Assigned task 1 -
Using the tuberculosis article, decide whether each statement agrees with the text: (a) Armendariz entered the United States 21 times over seven weeks in April and May; (b) Armendariz turned in his border card on May 31 after a border officer confronted him; (c) when the April 16 alert was given to the CBP, the day and month of his birth were transposed. Answer yes or no for each and quote the words of the text that decide it.
Assigned task 2 -
Quote the passage from the tuberculosis article starting with "Posted on 12/13/2007" and going on through "similar conditions underground...".

===== Page excerpt

Posted on 12/13/2007 6:14:49 AM PST by 3AngelaD
The Department of Homeland Security's chief medical officer yesterday acknowledged errors in the federal government's failure to stop a Mexican businessman infected with multiple-drug-resistant tuberculosis from entering the United States 21 times over seven weeks in April and May. ...Jeffrey W. Runge, DHS's acting assistant secretary for health affairs, said he and the agency's deputy secretary at the time, Michael P. Jackson, wanted to revoke the border-crossing card of Amado Isidro Armendariz Amaya after learning on April 30 about his situation...But Martin Cetron, director of the U.S. Centers for Disease Control and Prevention's quarantine division, objected that doing so would drive patients in Mexican border areas with similar conditions underground...
Armendariz, a Ciudad Juarez resident...turned in his border card on May 31 only after he was confronted by his physician at a Juarez clinic run by Texas's health department....
Runge acknowledged that it took until June 1 for DHS's Transportation Security Administration to be notified and until the following week for federal officials to place Armendariz's name on a no-fly list...DHS officials initially said that the U.S. Customs and Border Protection bureau did not catch Armendariz on his frequent travels because he provided a false name. But Senate aides said that U.S. authorities failed despite knowing Armendariz's birth date and all his names but his first. An alert to stop Armendariz was entered into a U.S. border-control computer system on April 16, but the day and month of his birth were transposed when given to the CBP. The date was corrected on April 20, but his two last names were then transposed...It is not clear why the CBP did not catch Armendariz anyway, since the use of paternal surnames before maternal surnames is a common practice in Spanish and automated name-checking systems can detect such variations....
(Excerpt) Read more at washingtonpost.com ...

==========
===== Supplied material

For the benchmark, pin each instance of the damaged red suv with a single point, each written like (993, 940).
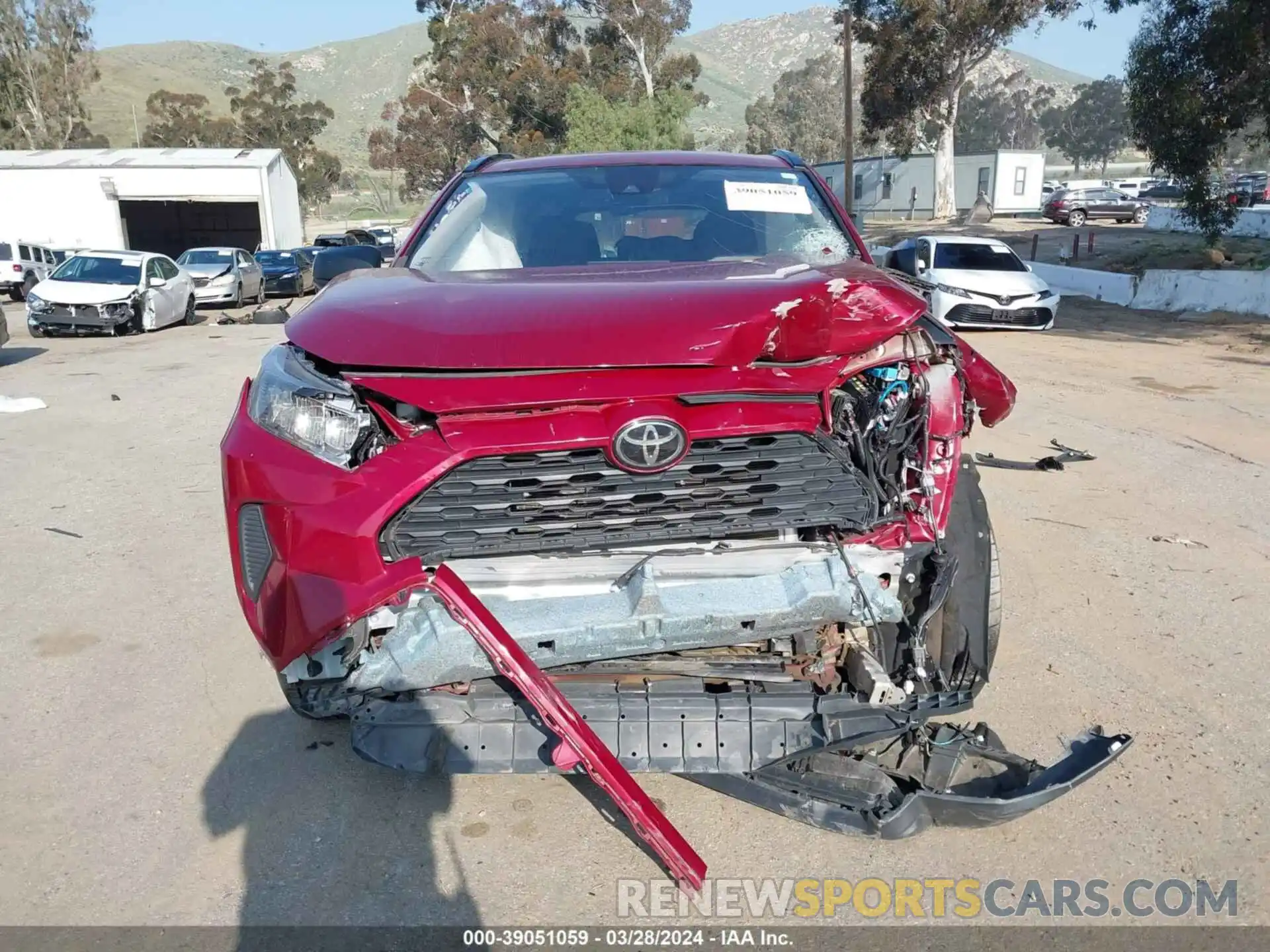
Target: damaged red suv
(644, 438)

==========

Task response 1 -
(a) Yes: "entering the United States 21 times over seven weeks in April and May"
(b) No: "turned in his border card on May 31 only after he was confronted by his physician at a Juarez clinic run by Texas's health department"
(c) Yes: "the day and month of his birth were transposed when given to the CBP"

Task response 2 -
Posted on 12/13/2007 6:14:49 AM PST by 3AngelaD
The Department of Homeland Security's chief medical officer yesterday acknowledged errors in the federal government's failure to stop a Mexican businessman infected with multiple-drug-resistant tuberculosis from entering the United States 21 times over seven weeks in April and May. ...Jeffrey W. Runge, DHS's acting assistant secretary for health affairs, said he and the agency's deputy secretary at the time, Michael P. Jackson, wanted to revoke the border-crossing card of Amado Isidro Armendariz Amaya after learning on April 30 about his situation...But Martin Cetron, director of the U.S. Centers for Disease Control and Prevention's quarantine division, objected that doing so would drive patients in Mexican border areas with similar conditions underground...